§ What the exercise asks
Return the entries below exactly as written.

§ Data listing
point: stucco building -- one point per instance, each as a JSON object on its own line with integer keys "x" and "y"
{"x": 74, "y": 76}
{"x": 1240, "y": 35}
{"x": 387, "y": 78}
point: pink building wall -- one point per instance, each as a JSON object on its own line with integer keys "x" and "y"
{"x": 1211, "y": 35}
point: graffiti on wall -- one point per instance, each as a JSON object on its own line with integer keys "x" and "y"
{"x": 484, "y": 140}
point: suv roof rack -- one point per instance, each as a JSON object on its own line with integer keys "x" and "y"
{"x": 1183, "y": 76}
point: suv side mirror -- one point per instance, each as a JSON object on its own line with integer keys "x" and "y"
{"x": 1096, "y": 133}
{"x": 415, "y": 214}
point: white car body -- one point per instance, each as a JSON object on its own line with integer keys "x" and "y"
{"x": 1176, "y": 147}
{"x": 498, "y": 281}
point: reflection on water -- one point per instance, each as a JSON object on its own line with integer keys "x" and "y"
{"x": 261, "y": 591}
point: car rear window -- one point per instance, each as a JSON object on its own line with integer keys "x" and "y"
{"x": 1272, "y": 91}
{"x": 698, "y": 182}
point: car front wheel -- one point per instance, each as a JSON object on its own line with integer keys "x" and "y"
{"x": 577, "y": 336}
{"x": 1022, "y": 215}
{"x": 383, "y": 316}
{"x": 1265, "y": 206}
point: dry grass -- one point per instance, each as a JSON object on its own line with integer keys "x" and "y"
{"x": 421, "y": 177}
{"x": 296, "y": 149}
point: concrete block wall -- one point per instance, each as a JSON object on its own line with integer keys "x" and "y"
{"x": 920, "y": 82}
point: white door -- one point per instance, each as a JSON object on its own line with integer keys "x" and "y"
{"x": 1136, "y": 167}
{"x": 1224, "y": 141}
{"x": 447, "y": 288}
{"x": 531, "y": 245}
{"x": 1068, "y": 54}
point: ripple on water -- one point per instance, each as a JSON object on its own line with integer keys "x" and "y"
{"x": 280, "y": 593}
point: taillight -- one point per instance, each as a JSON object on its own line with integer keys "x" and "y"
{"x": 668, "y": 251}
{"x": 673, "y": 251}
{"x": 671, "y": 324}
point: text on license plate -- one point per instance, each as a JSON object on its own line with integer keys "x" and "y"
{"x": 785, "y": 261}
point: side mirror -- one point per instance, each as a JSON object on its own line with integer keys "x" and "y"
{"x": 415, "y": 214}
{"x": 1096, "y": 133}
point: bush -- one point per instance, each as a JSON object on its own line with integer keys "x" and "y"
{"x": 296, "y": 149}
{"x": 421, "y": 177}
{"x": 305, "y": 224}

§ Written reply
point: stucco building -- one point per instance, each as a JSON object on its own line with integer keys "x" and "y"
{"x": 74, "y": 76}
{"x": 1240, "y": 35}
{"x": 387, "y": 78}
point: pink building wall -- one point per instance, each as a JSON object on its own line with integer keys "x" and "y"
{"x": 1211, "y": 35}
point: graffiti on wall -- one point per instance, each as a JSON object on its own line with integer keys "x" and "y"
{"x": 484, "y": 140}
point: suv roof rack -- one point per instance, each as a JSON object on its own line with integer keys "x" and "y"
{"x": 1183, "y": 76}
point: suv side mirror -- one point per instance, each as a JSON object on its own line with integer keys "x" and "y"
{"x": 1096, "y": 133}
{"x": 415, "y": 214}
point: white car body -- one point per instance, each as a JSON object on its own line with integer keys "x" and "y"
{"x": 1176, "y": 147}
{"x": 498, "y": 281}
point: reflection on water -- one point per instance, each as a JSON object on its own line with integer keys "x" and "y"
{"x": 261, "y": 591}
point: car rear window -- one point per instance, each as a JSON object on its own line with integer keys "x" and "y"
{"x": 1272, "y": 91}
{"x": 698, "y": 182}
point: car front wheel -- one point per instance, each as a JSON object on its own line with integer keys "x" and "y"
{"x": 577, "y": 336}
{"x": 1022, "y": 215}
{"x": 383, "y": 316}
{"x": 1265, "y": 206}
point: dry grass -- one point per instance, each as a JSON object on its own line with integer keys "x" and "y"
{"x": 421, "y": 177}
{"x": 296, "y": 149}
point: concrete block wall -- one point per instance, each as a JSON object on its own line with integer keys "x" and "y"
{"x": 920, "y": 82}
point: white door -- one point per instance, each as a JSON object on its own line with integer keys "x" and "y"
{"x": 1136, "y": 167}
{"x": 1224, "y": 141}
{"x": 447, "y": 288}
{"x": 531, "y": 245}
{"x": 1068, "y": 54}
point: ripple on water -- one point per instance, each as a JSON object on its own line with integer keys "x" and "y"
{"x": 280, "y": 593}
point: taillight -- one point per instance, each as a JSON object on its own line with integer keys "x" and "y"
{"x": 668, "y": 251}
{"x": 673, "y": 251}
{"x": 671, "y": 324}
point: text on license plate -- one point per instance, each as a JSON object on its own line with integer keys "x" and "y"
{"x": 785, "y": 261}
point: side mirror -- one point per instance, each as a JSON object on its own line with integer keys "x" and "y"
{"x": 415, "y": 214}
{"x": 1096, "y": 133}
point: bush -- one point per instance, each as a JSON object on its own line with integer keys "x" and "y"
{"x": 296, "y": 149}
{"x": 421, "y": 177}
{"x": 305, "y": 224}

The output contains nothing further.